▶ Consignes:
• a. Recopiez le passage de l'extrait sur la ligne 6 en commençant par "Lancée en 1997, à" et en allant jusqu'à "plus stricte confidentialité.".
• b. Répondez brièvement à ces questions sur l'extrait :
(i) En quelle année la ligne 6 a-t-elle été lancée ?
(ii) Dans combien de services de l'hôpital une cabine a-t-elle été installée ?
(iii) D'où viennent un grand nombre de détenus ?

▶ Extrait:
-*-*-

A l’hôpital pénitentiaire de Fresnes, la ligne 6 permet aux détenus de parler de leurs préoccupations en matière de santé mais aussi de leur vécu avec un interlocuteur extérieur. Entretien avec Hervé Robert, coordinateur national de Sida Info Service.

Quel est le principe de la ligne 6 ?
Lancée en 1997, à l’hôpital pénitentiaire de Fresnes par Sida Info Service, la ligne 6 est partie de la volonté d’apporter au milieu carcéral un instrument d’information, de soutien et de prévention analogue à celui existant à l’extérieur. Afin de ne pas stigmatiser les détenus séropositifs et d’offrir à tous les malades le bénéfice de cet outil téléphonique, elle ne se cantonne pas au sida mais s’ouvre à l’ensemble des problématiques de santé. Les détenus ne pouvant pas circuler librement, une cabine spécifique a été installée dans chacun des huit services de l’hôpital, permettant aux malades d’appeler, gratuitement, une fois par semaine, voire deux, dans la plus stricte confidentialité.

Quelles sont les principales préoccupations des appelants ?
Les détenus ont des problèmes médicaux lourds ; beaucoup sont condamnés à des peines longues ; et un grand nombre d’entre eux viennent de province et se retrouvent donc coupés de leur famille, quand ils en ont une. Tout ceci accroît la nécessité de parler, d’être rassuré, accompagné. La ligne 6 sert donc d’espace de dialogue, d’expression. Les préoccupations médicales sont largement évoquées, mais plus en termes de vécu par rapport à une maladie que de pathologie pure. Concernant le VIH, les détenus soulignent surtout leur difficulté à gérer leur maladie à cause des problèmes de promiscuité et de confidentialité. Sont aussi souvent signalées des difficultés relationnelles avec le médecin - qu’en prison, on ne choisit pas - et qui peuvent faire échouer une prise en charge thérapeutique. L’absence de dialogue provient parfois du fait que, dans certains établissements, les médecins n’effectuent que quelques vacations.

-*-*-

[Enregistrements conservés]
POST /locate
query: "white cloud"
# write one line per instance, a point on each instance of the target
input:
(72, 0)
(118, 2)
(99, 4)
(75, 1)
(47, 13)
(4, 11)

-*-*-

▶ Corrigé:
• a.
Lancée en 1997, à l’hôpital pénitentiaire de Fresnes par Sida Info Service, la ligne 6 est partie de la volonté d’apporter au milieu carcéral un instrument d’information, de soutien et de prévention analogue à celui existant à l’extérieur. Afin de ne pas stigmatiser les détenus séropositifs et d’offrir à tous les malades le bénéfice de cet outil téléphonique, elle ne se cantonne pas au sida mais s’ouvre à l’ensemble des problématiques de santé. Les détenus ne pouvant pas circuler librement, une cabine spécifique a été installée dans chacun des huit services de l’hôpital, permettant aux malades d’appeler, gratuitement, une fois par semaine, voire deux, dans la plus stricte confidentialité.

• b.
(i) En 1997.
(ii) Dans huit services.
(iii) De province.